## What you will do
Transcribe the items below verbatim, starting at the line that contains "the yellow flower" and continuing through the end of the items, with both of those ends included. Omit the pictures from your transcription.

(A block of data)
——

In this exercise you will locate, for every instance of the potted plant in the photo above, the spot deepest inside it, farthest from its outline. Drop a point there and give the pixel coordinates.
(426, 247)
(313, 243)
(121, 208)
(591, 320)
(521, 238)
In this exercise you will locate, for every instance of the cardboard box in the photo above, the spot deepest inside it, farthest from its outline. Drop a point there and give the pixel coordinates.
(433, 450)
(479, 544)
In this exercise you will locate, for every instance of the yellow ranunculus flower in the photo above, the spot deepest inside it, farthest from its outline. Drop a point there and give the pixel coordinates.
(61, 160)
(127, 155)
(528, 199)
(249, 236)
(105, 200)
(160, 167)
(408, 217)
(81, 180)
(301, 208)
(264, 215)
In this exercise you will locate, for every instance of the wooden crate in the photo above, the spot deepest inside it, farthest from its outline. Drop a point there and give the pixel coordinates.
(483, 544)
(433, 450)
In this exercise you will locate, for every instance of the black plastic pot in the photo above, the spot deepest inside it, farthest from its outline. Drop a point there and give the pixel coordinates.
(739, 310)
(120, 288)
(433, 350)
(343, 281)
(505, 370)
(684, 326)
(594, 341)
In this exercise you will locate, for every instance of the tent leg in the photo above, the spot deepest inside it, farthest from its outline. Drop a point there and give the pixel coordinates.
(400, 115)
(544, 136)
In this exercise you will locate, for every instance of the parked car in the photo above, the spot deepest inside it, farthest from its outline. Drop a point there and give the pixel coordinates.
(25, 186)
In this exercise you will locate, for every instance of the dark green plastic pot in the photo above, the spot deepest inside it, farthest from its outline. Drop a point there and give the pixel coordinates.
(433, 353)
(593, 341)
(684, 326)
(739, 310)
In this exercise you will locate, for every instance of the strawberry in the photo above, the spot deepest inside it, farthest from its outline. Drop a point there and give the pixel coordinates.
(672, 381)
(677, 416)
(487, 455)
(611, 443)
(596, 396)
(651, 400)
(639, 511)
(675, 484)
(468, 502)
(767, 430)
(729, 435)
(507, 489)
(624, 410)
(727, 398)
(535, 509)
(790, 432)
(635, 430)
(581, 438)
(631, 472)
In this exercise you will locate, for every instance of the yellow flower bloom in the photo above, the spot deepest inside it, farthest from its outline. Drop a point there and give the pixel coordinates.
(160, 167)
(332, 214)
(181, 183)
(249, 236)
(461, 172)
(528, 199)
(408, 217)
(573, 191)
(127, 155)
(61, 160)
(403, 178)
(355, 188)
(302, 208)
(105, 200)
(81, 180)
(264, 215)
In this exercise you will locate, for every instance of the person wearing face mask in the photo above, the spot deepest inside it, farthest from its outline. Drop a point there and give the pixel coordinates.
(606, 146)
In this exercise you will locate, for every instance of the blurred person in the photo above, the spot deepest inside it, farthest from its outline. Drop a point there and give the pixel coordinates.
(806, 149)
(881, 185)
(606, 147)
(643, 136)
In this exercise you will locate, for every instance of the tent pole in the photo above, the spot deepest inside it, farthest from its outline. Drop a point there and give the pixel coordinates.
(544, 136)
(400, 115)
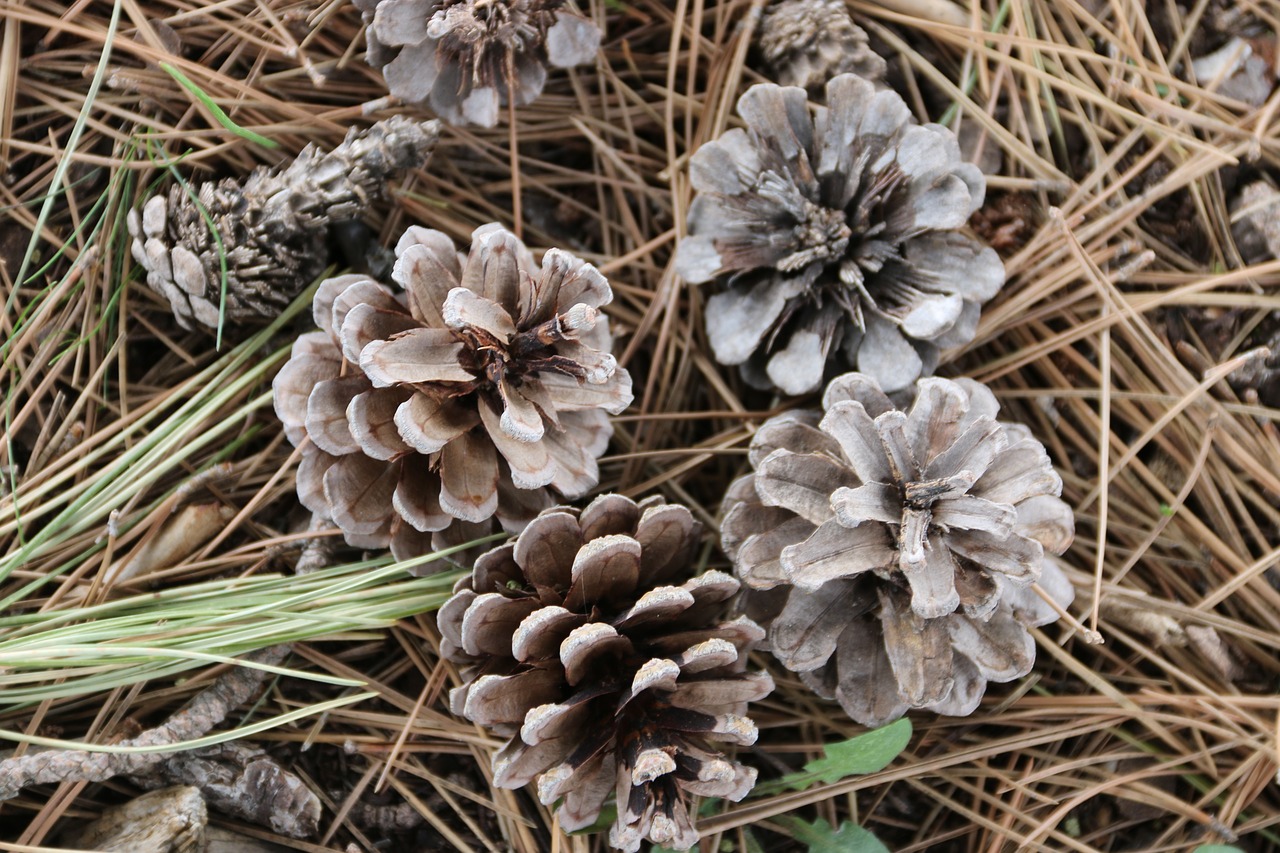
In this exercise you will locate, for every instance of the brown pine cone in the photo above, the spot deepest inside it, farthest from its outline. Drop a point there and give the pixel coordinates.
(589, 643)
(469, 58)
(839, 238)
(272, 228)
(904, 544)
(807, 42)
(483, 391)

——

## The completed task
In this exercise you will locate, for every instance of the yellow flower bloom in the photo above, the spot deepest inside it, farthest from its outline. Drop a point there and give the pixel coordinates.
(160, 167)
(332, 214)
(181, 183)
(249, 236)
(461, 172)
(528, 199)
(408, 217)
(573, 191)
(127, 155)
(61, 160)
(403, 178)
(355, 188)
(302, 208)
(105, 200)
(81, 180)
(264, 215)
In this exercise you will locate, for every instance of the person wearing face mask in the photo above, the spot deepest inside it, farthest from its outline. Drop a point there and give the pixel coordinates.
(606, 146)
In this exercise you will locate, for every instance of the blurred person in the photo above, the spot deepest inside it, farthest from its outline. Drop a point there and give the pixel coordinates.
(806, 149)
(881, 185)
(606, 147)
(643, 136)
In this exercise you will locate, for every instance of the tent pole in the photo above, the spot deepest inside it, farthest from its outline. Drop a point there and give the pixel coordinates.
(544, 136)
(400, 115)
In this exercise you will locate, for every instance of the brown pine cone in the photo above, the spot deepest inside it, farthest from its outline. Drop a point there and give the pixel coordinates.
(589, 643)
(469, 58)
(839, 238)
(272, 228)
(904, 544)
(807, 42)
(483, 391)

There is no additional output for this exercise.